[WHAT YOU NEED TO DO]
Rewrite the rows from the line containing "of the brown" up to and including the line containing "Category: brown egg", changing "brown egg" to "white egg" and leaving everything else as it is.

[DATA RECORDS]
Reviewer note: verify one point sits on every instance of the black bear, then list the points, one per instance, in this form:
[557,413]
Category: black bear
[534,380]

---

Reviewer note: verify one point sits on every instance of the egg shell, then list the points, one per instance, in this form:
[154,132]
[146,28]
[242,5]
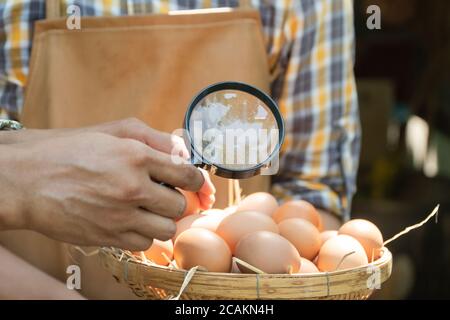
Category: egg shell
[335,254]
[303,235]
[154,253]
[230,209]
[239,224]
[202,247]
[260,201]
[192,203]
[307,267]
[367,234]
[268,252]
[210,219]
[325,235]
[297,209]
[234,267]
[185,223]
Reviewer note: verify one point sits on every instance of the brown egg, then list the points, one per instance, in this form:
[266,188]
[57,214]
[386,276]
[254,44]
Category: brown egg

--

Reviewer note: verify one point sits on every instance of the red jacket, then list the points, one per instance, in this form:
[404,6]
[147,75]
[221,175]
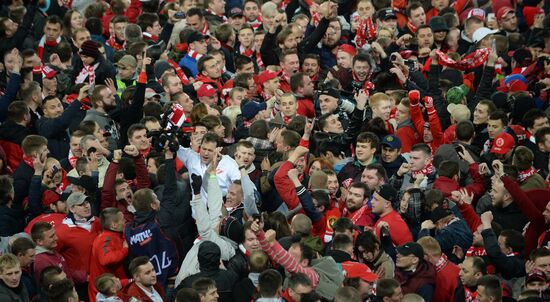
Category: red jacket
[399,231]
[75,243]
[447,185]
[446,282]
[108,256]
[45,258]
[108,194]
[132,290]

[WORKED ANSWER]
Reviewer note: verify one point sits on every instance of the white egg, then list the points, one per instance, in this form:
[266,188]
[57,214]
[386,276]
[254,44]
Category: white egg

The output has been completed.